=== EXERCISE ===
Here are the records. Write out exactly the lines between the one holding "Query: metal fence" and the one holding "Point to the dirt", inclusive.

Entries taken from a collection
- - - - - - -

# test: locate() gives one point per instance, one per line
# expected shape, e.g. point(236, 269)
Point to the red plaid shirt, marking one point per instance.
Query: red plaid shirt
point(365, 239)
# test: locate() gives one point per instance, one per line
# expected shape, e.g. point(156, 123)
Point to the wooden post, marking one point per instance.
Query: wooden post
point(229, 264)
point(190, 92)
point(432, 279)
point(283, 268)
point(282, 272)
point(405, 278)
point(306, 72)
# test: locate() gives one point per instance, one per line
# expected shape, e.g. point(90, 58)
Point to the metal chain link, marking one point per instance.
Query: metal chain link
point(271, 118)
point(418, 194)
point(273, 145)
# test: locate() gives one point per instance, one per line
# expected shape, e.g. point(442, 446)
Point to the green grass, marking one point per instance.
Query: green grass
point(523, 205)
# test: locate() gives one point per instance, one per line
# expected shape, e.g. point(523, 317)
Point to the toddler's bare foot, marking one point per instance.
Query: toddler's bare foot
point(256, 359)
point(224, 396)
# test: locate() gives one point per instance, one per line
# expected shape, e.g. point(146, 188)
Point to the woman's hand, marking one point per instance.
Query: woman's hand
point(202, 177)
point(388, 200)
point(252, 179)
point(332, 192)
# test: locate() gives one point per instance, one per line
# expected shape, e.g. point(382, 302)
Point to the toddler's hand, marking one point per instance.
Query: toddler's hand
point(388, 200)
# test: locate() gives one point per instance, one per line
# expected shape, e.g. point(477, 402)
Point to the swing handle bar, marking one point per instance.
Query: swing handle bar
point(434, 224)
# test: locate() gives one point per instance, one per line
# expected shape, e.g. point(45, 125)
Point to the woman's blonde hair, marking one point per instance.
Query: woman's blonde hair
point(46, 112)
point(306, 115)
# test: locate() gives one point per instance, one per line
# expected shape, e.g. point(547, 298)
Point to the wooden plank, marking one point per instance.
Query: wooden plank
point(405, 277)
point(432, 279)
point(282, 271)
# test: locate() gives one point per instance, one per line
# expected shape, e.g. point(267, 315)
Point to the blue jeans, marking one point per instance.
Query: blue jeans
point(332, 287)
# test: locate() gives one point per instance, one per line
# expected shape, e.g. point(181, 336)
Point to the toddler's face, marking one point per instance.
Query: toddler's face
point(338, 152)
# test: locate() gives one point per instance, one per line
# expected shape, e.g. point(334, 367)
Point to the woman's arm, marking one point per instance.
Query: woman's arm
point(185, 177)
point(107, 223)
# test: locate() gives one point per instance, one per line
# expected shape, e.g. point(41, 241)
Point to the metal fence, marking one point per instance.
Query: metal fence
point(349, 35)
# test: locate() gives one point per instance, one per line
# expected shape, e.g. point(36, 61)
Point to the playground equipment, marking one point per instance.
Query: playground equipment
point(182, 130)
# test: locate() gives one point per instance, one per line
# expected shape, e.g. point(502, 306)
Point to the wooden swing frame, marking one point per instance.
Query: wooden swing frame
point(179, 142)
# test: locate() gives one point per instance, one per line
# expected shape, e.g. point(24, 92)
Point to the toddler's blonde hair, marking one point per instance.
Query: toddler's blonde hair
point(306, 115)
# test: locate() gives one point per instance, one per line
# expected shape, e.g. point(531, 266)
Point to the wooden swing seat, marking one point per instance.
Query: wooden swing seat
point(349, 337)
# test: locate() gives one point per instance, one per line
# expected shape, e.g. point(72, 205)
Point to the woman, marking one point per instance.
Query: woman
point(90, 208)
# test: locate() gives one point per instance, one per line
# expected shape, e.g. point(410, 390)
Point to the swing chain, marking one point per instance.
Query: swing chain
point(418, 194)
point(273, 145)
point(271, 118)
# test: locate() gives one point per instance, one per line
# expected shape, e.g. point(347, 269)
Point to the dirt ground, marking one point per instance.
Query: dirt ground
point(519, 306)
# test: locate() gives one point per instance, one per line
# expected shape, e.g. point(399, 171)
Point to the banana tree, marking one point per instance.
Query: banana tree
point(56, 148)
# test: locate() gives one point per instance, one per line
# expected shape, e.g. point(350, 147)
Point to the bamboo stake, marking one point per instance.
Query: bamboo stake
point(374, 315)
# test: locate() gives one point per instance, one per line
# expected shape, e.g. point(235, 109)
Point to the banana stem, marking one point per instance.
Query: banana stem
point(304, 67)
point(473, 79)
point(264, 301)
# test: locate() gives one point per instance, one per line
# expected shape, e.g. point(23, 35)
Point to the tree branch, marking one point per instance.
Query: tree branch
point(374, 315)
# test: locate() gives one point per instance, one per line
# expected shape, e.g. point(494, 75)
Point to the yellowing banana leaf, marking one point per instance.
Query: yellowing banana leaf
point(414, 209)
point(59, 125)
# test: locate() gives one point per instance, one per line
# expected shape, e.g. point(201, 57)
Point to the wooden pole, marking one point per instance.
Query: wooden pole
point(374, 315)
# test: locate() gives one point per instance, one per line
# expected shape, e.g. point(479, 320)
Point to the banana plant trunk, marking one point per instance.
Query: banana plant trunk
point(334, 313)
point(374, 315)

- - - - - - -

=== WRITTEN ANSWER ===
Query: metal fence
point(349, 35)
# test: locate() gives one point per instance, one per line
# expected shape, e.g. point(36, 61)
Point to the playground equipment, marking one point per instance.
Query: playground equipment
point(182, 130)
# test: locate() gives one point per instance, one per line
# expected shape, e.g. point(502, 306)
Point to the wooden swing frame, marking one point per instance.
Query: wooden swing frame
point(179, 142)
# test: locate() gives one point per instance, one per line
# expected shape, e.g. point(24, 92)
Point to the toddler's blonde hair, marking one point per instance.
Query: toddler's blonde hair
point(306, 115)
# test: locate() gives one point per instance, one per line
# expected shape, e.g. point(531, 266)
Point to the wooden swing seat, marking one point per instance.
Query: wooden swing seat
point(349, 337)
# test: locate() gives one point per instance, one per line
# expected shape, e.g. point(72, 205)
Point to the woman, marking one point per instance.
Query: woman
point(90, 208)
# test: locate() gives one point per instance, one per line
# expected shape, e.g. point(410, 390)
Point to the swing chain, marking one point per instance.
Query: swing chain
point(418, 194)
point(273, 145)
point(271, 118)
# test: locate() gives one point per instance, one per line
# expected shape, e.g. point(347, 269)
Point to the dirt ground, marking one point per instance.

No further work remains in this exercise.